Document text –
<<<<

Beaming with pride as she stirs a steaming pot of spinach and nuts, Maria Douca is one of the first in Mozambique’s capital to own an ethanol-fired stove, burning fuel made from locally grown cassava.
Betting that thousands of other city-dwellers will also switch from their charcoal stoves, a multi-national consortium plans to generate carbon credits to sell to greenhouse gas emitters on the other side of the planet.
Under the Cleanstar scheme led by Danish biotech giant Novozymes, Mozambican farmers sell surplus cassava that is converted to ethanol at a new facility near the central port city of Beira.
The fuel is then shipped to Maputo, where Cleanstar sells the stoves. They say they cannot keep up with demand. About 200 stoves were sold in the first month and another 3,000 are on order.
Douca has already bought two stoves despite the US$25 price tag — easily a week’s income for her family of eight.
Simple, clean and compact, the appliance designed by Swedish company Dometic looks rather like a camping stove, but does not produce smoke. For the first time in her life she can cook inside.

>>>>

Task – In the article on ethanol stoves in Mozambique, which company designed the stove?

Saved data entries –
<<<<

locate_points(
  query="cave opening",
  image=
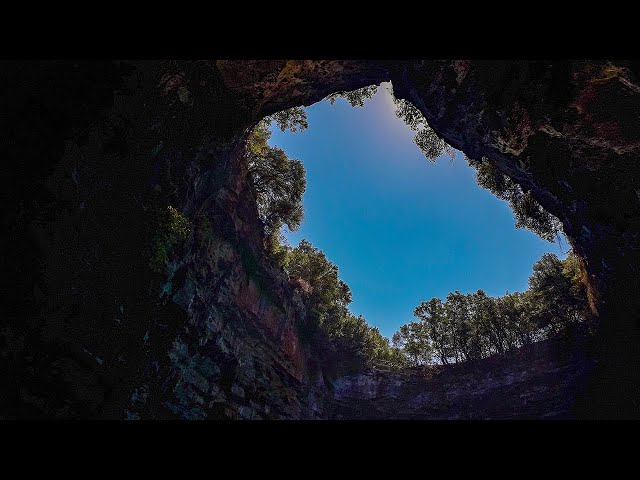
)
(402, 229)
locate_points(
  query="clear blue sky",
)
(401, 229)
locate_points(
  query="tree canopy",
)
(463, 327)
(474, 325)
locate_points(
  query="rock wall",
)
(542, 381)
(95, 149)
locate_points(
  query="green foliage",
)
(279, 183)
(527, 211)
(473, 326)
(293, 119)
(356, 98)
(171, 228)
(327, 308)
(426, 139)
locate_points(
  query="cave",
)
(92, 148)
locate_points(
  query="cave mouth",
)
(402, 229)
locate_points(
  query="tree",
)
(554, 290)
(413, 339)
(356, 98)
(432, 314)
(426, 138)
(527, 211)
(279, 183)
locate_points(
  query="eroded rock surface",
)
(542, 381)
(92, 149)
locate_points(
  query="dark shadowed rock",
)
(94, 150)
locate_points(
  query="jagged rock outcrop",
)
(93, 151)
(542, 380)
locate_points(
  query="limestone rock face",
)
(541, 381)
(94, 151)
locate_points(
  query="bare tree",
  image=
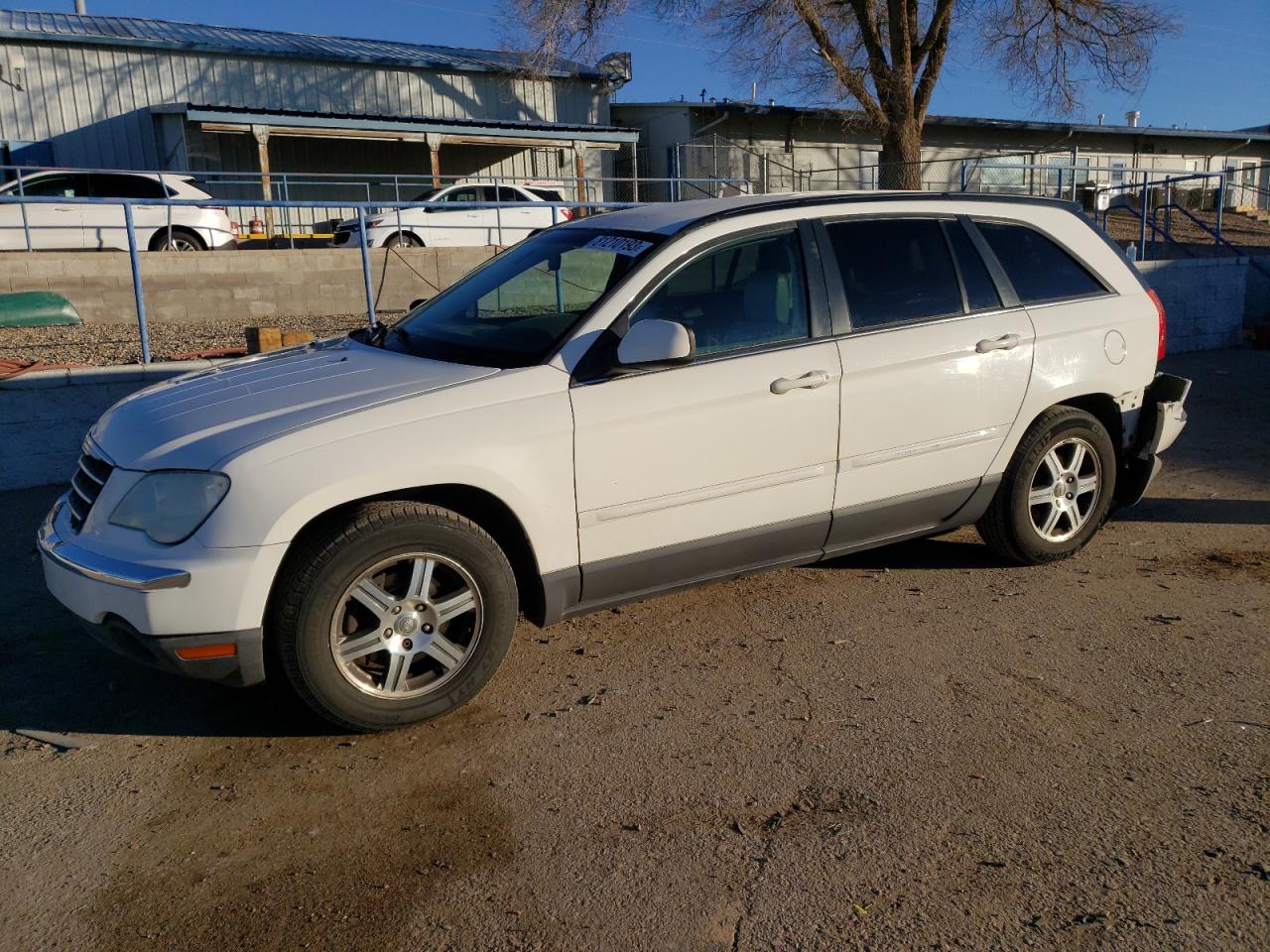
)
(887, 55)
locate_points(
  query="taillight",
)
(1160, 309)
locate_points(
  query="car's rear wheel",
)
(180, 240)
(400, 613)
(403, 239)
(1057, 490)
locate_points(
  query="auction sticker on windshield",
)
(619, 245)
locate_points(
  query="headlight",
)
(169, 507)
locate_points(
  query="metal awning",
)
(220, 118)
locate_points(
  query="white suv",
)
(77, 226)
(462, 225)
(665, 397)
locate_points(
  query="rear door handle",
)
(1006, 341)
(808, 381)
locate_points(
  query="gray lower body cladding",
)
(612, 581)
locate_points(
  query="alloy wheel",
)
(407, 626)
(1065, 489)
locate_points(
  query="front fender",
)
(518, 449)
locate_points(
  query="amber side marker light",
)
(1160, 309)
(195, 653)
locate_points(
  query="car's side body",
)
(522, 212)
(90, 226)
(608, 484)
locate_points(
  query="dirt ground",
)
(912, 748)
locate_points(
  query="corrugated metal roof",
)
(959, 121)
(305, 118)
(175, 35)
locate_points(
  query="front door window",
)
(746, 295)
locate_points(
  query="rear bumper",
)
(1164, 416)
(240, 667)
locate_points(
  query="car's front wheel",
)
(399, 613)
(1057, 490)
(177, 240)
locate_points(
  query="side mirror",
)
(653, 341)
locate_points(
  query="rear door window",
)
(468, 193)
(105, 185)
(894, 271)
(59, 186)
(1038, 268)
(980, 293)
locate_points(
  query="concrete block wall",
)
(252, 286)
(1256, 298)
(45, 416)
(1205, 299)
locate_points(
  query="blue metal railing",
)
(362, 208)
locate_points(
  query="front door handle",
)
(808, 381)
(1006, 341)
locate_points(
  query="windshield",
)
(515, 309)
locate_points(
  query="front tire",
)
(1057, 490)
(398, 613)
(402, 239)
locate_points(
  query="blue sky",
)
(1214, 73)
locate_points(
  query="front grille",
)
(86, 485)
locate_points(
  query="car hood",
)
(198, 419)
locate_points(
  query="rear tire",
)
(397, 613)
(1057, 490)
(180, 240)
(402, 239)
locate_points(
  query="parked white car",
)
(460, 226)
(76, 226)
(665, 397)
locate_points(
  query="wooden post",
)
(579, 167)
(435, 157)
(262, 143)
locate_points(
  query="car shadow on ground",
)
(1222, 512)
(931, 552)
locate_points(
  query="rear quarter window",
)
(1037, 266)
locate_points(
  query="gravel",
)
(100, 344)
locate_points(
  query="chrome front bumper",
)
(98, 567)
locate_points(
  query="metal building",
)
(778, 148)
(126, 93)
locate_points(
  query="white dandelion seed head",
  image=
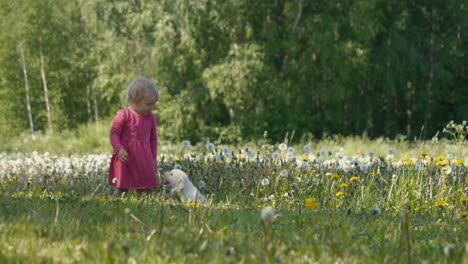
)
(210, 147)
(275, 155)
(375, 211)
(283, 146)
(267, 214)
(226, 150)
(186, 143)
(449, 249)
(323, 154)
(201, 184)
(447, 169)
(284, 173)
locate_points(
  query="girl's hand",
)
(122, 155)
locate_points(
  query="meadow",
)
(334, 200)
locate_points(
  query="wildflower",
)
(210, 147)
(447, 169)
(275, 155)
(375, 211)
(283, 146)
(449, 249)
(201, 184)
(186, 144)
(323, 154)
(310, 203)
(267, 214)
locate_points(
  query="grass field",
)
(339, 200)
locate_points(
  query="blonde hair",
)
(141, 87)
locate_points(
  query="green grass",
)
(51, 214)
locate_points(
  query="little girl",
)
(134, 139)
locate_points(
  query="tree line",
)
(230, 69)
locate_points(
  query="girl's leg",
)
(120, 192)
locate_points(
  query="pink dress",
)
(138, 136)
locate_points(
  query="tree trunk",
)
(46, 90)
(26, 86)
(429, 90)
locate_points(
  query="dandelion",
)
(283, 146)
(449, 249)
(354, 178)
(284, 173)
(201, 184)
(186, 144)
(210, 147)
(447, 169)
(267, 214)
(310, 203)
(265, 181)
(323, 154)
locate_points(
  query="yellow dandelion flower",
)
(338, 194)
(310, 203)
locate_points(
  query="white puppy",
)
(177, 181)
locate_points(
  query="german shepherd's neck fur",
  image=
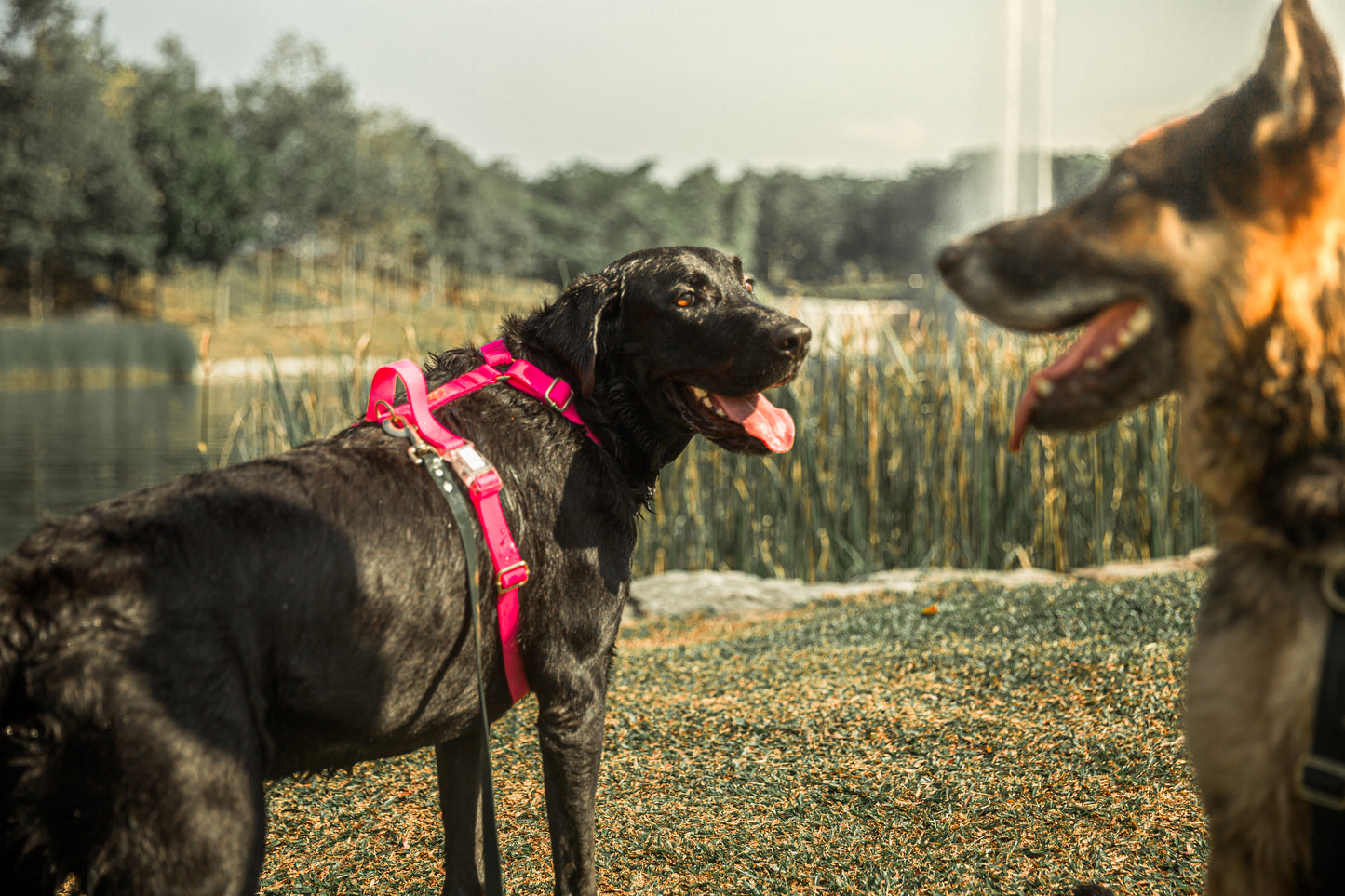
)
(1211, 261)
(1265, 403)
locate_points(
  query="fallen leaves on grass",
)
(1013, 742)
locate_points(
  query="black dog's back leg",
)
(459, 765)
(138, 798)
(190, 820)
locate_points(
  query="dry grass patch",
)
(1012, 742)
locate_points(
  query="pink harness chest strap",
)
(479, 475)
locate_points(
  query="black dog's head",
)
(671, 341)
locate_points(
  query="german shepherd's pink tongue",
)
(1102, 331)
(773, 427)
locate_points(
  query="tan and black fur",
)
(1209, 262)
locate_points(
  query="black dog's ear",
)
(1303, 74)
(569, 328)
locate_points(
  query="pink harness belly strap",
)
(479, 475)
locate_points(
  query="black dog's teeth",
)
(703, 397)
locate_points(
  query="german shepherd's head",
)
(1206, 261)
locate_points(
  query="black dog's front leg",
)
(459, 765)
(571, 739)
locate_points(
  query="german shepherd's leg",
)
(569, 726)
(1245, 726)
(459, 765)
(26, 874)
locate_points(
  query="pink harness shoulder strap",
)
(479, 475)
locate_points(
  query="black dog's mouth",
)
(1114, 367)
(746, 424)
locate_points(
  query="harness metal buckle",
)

>>>>

Exercise solution – The Swedish company Dometic designed it.